— start Passage —

Finding multiple unique matches from List<object> where two criteria have to be different

I am having trouble selecting the first item in a list that is unique based on two fields, JOB_ID and EMPLOYEE_ID.
Each job should only be assigned to one employee (the one with the lowest OVERALL_SCORE), then move on and assign the next employee.
The List Objects are as follows:
JobMatch.cs
public int JOB_ID { get; set; }
public int JOB_MATCHES_COUNT { get; set; }
EmployeeMatch.cs
public int EMPLOYEE_ID { get; set; }
public int EMPLOYEE_MATCHES_COUNT { get; set; }
Rankings.cs
public int JOB_ID { get; set; }
public int EMPLOYEE_ID { get; set; }
public int TRAVEL_TIME_MINUTES { get; set; }
public int PRIORITY { get; set; }
public int OVERALL_SCORE { get; set; }
Rankings.cs gets an overall score based on the travel time field and
number of matches an Employee/Job has.

— end Passage —
— start Provided records —

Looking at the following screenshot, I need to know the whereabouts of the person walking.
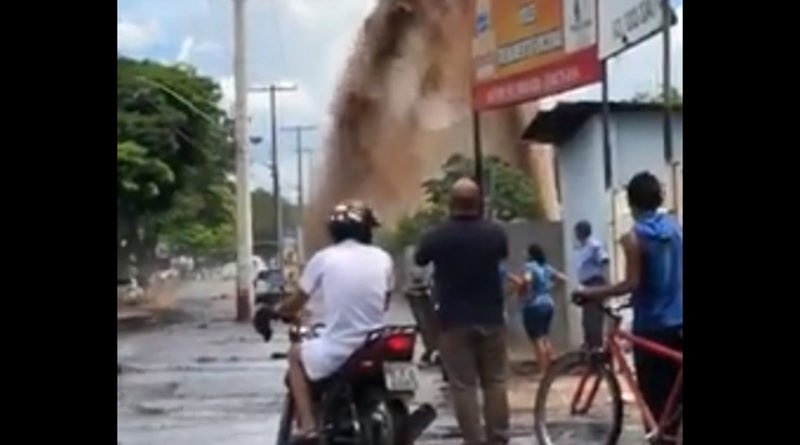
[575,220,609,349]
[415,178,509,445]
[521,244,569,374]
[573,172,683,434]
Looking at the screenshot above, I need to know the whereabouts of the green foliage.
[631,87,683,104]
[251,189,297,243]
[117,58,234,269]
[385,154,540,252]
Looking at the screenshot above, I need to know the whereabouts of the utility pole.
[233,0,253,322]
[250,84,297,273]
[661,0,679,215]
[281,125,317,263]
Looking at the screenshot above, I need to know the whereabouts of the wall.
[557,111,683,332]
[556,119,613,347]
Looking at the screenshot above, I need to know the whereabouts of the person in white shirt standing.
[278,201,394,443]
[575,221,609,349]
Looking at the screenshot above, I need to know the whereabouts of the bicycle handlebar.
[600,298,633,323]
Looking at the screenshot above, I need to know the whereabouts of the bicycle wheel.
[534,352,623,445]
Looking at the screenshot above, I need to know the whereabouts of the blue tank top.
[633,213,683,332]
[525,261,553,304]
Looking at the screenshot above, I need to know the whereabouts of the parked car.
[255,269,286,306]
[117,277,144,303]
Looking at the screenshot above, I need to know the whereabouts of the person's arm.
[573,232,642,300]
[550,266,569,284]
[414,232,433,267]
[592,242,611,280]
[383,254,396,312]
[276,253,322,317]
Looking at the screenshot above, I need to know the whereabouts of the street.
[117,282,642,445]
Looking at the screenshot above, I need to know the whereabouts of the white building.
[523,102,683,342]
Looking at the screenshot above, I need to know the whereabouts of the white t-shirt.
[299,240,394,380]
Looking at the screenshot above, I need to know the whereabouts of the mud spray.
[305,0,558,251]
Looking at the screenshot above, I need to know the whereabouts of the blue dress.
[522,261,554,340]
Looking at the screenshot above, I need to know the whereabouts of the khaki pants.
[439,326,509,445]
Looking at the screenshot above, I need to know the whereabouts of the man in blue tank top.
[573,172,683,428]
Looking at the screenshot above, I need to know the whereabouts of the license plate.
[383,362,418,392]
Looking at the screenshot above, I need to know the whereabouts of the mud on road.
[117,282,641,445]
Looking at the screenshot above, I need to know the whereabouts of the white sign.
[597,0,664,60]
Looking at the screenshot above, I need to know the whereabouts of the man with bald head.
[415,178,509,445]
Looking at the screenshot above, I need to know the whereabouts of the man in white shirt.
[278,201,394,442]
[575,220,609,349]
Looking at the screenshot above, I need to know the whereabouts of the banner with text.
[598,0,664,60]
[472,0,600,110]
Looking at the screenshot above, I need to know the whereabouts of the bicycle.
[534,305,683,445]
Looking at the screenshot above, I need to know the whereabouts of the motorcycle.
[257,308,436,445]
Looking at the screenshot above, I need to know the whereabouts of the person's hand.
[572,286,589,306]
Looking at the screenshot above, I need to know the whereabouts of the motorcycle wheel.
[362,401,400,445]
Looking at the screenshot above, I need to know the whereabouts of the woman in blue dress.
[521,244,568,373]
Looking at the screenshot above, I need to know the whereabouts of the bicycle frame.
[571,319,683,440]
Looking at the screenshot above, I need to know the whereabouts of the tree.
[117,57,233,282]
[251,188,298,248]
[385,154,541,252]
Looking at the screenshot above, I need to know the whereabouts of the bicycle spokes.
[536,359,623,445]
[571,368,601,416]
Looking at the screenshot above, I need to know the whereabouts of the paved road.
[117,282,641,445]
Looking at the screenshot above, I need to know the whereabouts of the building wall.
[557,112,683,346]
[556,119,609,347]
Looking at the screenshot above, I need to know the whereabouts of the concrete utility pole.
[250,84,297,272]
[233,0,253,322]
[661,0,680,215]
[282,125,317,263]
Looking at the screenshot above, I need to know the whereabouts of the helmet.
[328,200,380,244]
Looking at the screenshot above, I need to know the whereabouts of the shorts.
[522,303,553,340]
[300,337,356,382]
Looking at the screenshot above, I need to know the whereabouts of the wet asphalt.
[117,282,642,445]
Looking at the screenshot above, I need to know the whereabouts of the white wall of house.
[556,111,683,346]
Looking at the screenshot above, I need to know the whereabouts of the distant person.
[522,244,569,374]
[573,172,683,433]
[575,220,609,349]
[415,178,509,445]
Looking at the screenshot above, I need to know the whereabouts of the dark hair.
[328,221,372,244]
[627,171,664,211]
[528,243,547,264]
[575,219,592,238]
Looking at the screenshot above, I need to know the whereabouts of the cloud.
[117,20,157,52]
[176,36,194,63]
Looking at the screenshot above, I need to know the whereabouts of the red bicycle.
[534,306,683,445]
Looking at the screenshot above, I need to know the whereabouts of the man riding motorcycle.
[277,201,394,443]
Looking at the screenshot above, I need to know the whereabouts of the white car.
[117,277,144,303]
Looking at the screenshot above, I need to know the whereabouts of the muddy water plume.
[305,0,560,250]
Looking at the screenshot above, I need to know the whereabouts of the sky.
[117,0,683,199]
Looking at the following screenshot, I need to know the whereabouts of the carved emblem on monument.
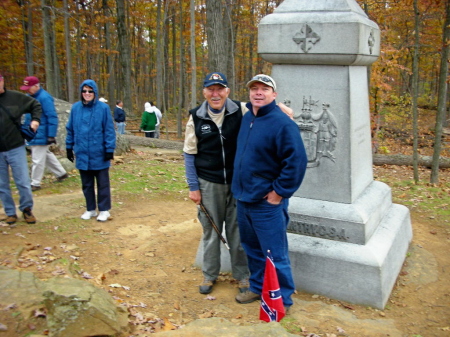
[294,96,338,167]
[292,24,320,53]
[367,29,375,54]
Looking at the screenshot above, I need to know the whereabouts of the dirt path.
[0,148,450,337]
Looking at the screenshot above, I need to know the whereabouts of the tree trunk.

— end Provided records —

Job — Reproduce the entire passage on assigning jobs to employees word for word. None of the items matter here.

Response to the exercise —
Finding multiple unique matches from List<object> where two criteria have to be different

I am having trouble selecting the first item in a list that is unique based on two fields, JOB_ID and EMPLOYEE_ID.
Each job should only be assigned to one employee (the one with the lowest OVERALL_SCORE), then move on and assign the next employee.
The List Objects are as follows:
JobMatch.cs
public int JOB_ID { get; set; }
public int JOB_MATCHES_COUNT { get; set; }
EmployeeMatch.cs
public int EMPLOYEE_ID { get; set; }
public int EMPLOYEE_MATCHES_COUNT { get; set; }
Rankings.cs
public int JOB_ID { get; set; }
public int EMPLOYEE_ID { get; set; }
public int TRAVEL_TIME_MINUTES { get; set; }
public int PRIORITY { get; set; }
public int OVERALL_SCORE { get; set; }
Rankings.cs gets an overall score based on the travel time field and
number of matches an Employee/Job has.